(Beginning of Supplied information)
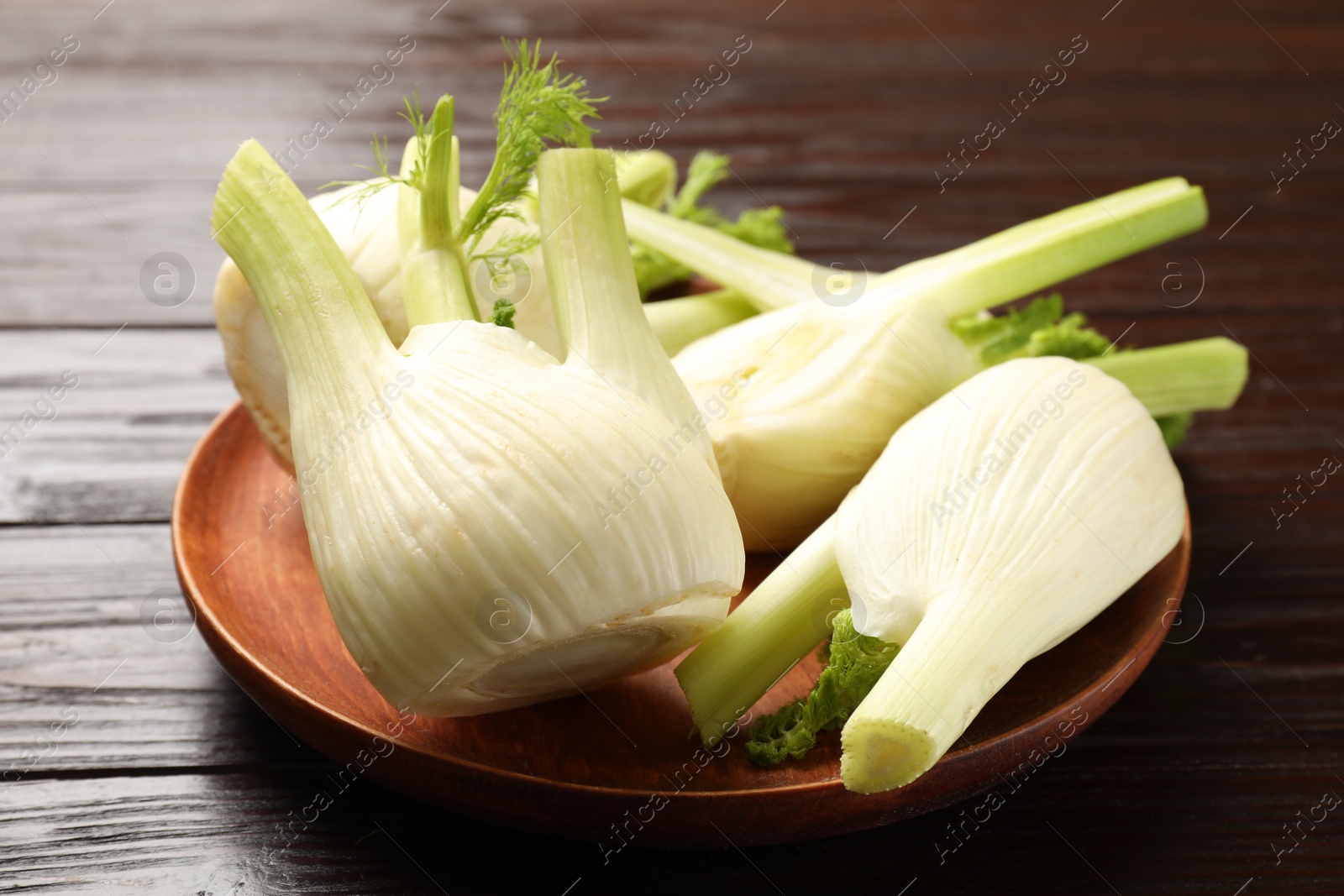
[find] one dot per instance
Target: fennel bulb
(828, 382)
(470, 473)
(790, 613)
(1026, 516)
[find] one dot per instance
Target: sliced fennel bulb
(367, 234)
(1061, 516)
(788, 614)
(484, 469)
(828, 383)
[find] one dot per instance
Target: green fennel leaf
(538, 107)
(1042, 328)
(503, 315)
(1173, 427)
(855, 664)
(761, 228)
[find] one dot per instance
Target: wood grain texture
(840, 113)
(612, 752)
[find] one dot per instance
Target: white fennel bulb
(371, 228)
(998, 521)
(843, 360)
(367, 234)
(811, 396)
(470, 474)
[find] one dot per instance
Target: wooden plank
(218, 835)
(120, 437)
(167, 105)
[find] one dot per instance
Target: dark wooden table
(140, 768)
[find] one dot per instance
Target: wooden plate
(618, 765)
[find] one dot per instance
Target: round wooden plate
(618, 765)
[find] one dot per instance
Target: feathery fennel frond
(538, 105)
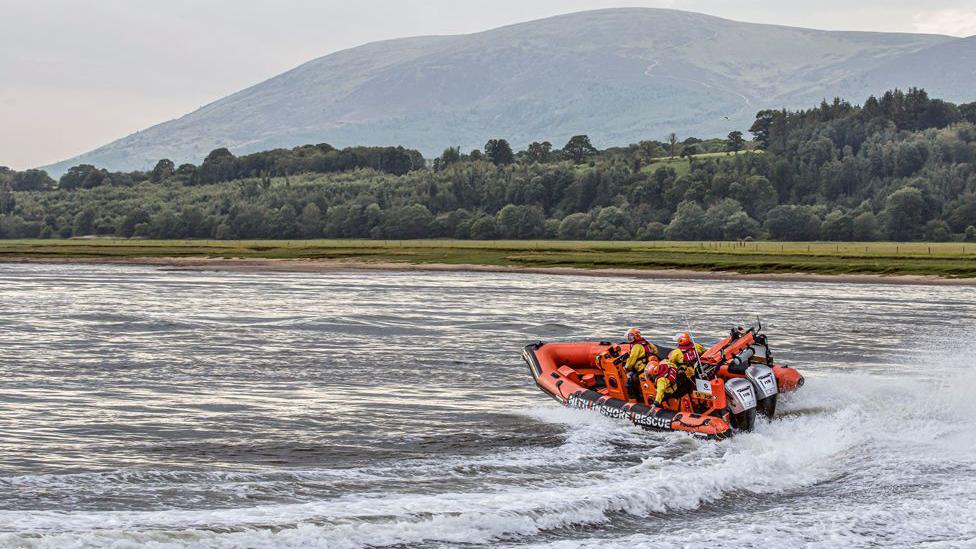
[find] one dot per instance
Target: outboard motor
(End of Supplied information)
Goal of the exercise: Where a picture appears, omit it, and otherwise retype the material exactly.

Answer below:
[find] one dot per instance
Target: fennel bulb
(828, 382)
(470, 473)
(790, 613)
(1026, 516)
[find] one dot per instance
Target: sliced fennel bulb
(367, 234)
(1061, 516)
(788, 614)
(484, 469)
(828, 383)
[find] one dot per instance
Target: green fennel leaf
(538, 107)
(1042, 328)
(503, 315)
(1173, 427)
(855, 664)
(761, 228)
[find] one dot per instance
Target: wood grain texture
(840, 113)
(612, 752)
[find] one dot per instance
Target: white fennel bulb
(371, 228)
(998, 521)
(843, 360)
(367, 234)
(811, 396)
(470, 474)
[find] one dot per instance
Target: wooden plank
(218, 835)
(120, 437)
(167, 105)
[find] one dot per instance
Target: dark wooden table
(140, 768)
[find] one dot per instance
Target: wooden plate
(618, 765)
[find] one dot per instance
Target: round wooden plate
(618, 765)
[find] one dot per instance
Target: feathery fennel frond
(538, 105)
[find] one dot per instance
Target: outboard motor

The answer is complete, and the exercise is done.